WHAT YOU SHOULD DO >> From the line with "Mark a point on each instance of the photographer" through the final line, please write out the listing exactly, including both of those lines.

MATERIAL SUPPLIED >>
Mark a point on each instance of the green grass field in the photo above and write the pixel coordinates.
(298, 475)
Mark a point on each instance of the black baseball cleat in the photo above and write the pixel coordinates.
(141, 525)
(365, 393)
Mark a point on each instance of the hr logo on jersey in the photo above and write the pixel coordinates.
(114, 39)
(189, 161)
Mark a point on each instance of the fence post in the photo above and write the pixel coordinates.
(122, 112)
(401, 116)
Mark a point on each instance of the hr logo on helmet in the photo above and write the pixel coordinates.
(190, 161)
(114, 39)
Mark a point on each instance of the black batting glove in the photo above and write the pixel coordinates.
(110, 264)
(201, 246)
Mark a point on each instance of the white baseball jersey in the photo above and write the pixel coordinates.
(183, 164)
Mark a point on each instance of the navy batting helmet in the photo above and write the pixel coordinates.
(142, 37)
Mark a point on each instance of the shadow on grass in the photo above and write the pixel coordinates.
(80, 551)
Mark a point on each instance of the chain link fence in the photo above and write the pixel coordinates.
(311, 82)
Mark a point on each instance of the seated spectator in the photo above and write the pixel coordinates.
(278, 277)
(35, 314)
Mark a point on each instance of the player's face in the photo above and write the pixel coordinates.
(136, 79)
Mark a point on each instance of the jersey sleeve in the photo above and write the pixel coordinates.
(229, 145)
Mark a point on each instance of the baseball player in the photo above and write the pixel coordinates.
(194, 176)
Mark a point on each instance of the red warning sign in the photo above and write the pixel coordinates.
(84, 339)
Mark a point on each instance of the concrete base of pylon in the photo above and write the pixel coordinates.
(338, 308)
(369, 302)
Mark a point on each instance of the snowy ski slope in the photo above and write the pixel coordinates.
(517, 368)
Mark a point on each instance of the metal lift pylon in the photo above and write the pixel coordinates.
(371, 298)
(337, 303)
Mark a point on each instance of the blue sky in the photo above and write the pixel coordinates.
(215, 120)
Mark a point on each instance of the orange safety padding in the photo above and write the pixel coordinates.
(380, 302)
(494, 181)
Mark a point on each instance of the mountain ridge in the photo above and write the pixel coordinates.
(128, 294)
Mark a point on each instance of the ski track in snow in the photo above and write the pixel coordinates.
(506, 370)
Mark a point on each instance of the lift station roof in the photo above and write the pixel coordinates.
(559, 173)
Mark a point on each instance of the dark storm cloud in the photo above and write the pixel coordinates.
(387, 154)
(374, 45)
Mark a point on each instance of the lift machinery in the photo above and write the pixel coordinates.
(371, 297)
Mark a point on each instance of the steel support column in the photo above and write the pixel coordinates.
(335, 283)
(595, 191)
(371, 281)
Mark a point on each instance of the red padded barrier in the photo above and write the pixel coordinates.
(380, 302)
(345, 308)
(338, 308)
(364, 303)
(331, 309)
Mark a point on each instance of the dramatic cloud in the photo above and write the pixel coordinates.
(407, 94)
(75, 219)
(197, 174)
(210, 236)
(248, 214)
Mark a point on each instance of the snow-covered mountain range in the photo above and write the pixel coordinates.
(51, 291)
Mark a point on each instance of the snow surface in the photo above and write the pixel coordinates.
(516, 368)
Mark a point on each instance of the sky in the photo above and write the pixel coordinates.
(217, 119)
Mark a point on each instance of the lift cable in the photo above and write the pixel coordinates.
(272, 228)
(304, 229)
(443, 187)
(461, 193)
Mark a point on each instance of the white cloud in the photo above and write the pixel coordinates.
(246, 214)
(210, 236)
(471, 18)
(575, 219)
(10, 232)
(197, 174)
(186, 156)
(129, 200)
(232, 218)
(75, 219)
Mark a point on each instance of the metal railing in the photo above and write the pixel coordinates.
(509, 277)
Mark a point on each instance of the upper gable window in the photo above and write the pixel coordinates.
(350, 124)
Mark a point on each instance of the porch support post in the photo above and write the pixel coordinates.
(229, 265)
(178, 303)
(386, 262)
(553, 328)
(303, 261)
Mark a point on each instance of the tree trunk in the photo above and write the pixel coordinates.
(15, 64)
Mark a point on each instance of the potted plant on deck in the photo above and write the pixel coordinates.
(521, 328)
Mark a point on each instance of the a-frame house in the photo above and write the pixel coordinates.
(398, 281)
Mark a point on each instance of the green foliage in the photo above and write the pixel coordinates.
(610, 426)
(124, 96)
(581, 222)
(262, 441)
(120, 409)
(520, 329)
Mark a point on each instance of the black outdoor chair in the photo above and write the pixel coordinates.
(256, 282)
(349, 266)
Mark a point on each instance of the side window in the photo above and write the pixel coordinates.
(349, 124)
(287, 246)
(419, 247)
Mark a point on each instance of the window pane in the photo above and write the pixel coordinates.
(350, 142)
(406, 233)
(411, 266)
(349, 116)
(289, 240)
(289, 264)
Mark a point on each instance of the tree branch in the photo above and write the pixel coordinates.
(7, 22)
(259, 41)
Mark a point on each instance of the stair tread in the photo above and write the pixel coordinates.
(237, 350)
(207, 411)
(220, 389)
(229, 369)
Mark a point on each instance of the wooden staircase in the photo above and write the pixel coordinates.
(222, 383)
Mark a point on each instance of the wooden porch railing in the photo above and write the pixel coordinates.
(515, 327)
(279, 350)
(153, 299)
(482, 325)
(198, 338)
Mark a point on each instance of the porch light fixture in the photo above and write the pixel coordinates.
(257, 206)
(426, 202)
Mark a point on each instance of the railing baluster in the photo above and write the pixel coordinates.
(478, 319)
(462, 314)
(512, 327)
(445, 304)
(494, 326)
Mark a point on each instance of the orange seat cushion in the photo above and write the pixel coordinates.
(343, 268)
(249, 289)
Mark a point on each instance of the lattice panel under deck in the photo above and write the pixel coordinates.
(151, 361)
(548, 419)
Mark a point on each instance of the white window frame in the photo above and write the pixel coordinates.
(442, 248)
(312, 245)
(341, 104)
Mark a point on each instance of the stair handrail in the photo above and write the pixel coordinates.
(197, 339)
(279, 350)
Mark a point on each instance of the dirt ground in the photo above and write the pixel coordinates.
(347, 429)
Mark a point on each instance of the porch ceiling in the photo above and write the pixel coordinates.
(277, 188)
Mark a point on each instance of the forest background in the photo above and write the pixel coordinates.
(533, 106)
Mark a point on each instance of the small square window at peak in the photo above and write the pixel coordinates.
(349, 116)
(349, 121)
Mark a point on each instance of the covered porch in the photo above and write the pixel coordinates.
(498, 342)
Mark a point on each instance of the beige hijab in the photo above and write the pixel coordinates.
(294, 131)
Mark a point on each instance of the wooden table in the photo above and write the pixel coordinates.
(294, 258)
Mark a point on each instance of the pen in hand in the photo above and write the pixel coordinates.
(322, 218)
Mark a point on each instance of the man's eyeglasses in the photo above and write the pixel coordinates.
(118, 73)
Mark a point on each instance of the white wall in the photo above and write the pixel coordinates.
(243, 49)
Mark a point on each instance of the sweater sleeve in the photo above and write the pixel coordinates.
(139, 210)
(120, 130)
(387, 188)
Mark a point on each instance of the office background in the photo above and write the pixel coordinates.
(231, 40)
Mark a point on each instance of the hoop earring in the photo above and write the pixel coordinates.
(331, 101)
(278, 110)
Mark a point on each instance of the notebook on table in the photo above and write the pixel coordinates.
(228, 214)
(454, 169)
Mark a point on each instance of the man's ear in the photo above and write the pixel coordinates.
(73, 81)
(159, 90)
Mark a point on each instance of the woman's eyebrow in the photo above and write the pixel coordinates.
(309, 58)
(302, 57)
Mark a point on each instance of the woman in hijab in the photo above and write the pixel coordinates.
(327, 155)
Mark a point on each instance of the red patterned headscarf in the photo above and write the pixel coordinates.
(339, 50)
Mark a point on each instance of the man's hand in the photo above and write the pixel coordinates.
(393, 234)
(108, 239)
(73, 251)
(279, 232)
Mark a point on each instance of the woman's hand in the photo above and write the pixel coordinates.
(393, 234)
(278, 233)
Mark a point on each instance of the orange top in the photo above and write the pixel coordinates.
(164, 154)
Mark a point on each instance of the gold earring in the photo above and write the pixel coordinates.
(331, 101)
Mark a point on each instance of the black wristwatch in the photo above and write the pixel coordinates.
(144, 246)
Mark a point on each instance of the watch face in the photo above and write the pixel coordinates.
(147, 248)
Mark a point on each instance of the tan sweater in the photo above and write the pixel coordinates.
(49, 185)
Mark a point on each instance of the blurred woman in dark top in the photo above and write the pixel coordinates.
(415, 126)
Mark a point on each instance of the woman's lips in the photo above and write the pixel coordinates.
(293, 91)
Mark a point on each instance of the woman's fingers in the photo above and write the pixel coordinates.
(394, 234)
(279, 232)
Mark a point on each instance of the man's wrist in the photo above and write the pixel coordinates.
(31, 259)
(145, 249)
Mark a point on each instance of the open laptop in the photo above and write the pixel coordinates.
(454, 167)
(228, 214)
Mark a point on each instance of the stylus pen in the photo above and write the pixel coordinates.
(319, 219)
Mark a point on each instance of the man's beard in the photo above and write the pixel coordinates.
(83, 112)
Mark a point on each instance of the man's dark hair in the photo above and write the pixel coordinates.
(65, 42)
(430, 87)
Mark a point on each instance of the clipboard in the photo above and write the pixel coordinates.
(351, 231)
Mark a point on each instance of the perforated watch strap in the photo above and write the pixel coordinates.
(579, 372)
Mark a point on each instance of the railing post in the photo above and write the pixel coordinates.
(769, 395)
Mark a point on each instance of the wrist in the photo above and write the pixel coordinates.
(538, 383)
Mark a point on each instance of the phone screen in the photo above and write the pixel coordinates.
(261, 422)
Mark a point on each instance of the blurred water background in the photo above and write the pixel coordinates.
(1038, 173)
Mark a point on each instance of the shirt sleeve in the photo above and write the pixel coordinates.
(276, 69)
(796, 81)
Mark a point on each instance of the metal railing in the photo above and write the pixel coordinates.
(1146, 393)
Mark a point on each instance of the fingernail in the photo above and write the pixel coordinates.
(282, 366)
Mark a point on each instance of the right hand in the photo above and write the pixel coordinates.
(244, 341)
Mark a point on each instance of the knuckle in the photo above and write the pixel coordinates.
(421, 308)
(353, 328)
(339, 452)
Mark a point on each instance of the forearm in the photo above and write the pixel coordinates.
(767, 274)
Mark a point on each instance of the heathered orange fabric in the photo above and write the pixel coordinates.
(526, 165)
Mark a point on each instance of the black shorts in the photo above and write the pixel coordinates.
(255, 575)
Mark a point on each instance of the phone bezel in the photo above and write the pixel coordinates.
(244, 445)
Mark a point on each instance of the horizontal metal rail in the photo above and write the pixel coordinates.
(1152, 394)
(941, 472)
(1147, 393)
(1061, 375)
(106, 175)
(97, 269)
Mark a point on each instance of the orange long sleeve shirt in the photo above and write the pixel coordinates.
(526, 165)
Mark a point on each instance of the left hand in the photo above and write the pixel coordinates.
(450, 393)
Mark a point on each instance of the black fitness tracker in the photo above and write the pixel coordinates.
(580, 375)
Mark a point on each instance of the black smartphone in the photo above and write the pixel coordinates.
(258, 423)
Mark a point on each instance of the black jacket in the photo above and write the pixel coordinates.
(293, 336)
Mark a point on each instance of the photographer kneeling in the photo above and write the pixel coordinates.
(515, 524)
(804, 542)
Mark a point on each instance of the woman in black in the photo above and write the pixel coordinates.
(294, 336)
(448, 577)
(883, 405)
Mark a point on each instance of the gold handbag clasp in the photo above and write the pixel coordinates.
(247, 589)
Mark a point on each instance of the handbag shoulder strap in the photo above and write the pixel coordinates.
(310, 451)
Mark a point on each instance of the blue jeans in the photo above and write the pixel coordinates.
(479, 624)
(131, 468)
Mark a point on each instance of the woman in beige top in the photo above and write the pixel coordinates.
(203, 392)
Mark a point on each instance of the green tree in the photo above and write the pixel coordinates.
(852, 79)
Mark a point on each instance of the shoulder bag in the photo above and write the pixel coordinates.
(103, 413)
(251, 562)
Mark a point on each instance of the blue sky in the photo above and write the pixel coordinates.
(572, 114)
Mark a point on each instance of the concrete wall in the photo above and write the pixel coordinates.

REPLY >>
Mark a point on each instance of the photographer kneeling in the photo above and write the pixel coordinates.
(515, 524)
(804, 542)
Mark a point on each instance of the woman in black in the photo above and write the pixel coordinates.
(294, 336)
(448, 577)
(883, 405)
Mark a point on each instance of the gold handbag clasp in the photo above and write the pixel coordinates.
(247, 589)
Mark a point on each instance of the handbag shoulder strap in the photo above and write the pixel coordinates.
(310, 451)
Mark a point on each instance of the blue jeans in the photo above and write the pixel coordinates.
(479, 624)
(131, 468)
Mark a point on each instance of the woman in beige top in the photo above and write the pixel coordinates.
(203, 392)
Mark a point on each instance of the green tree in the photo above and write the pixel coordinates.
(852, 79)
Mark a point on each instance of the shoulder bag in the photo above and write the pixel coordinates.
(103, 413)
(251, 562)
Mark a point on each instance of the blue sky in the photo above and write the pixel coordinates.
(572, 114)
Mark a point on each instance of the concrete wall in the photo above and write the pixel coordinates.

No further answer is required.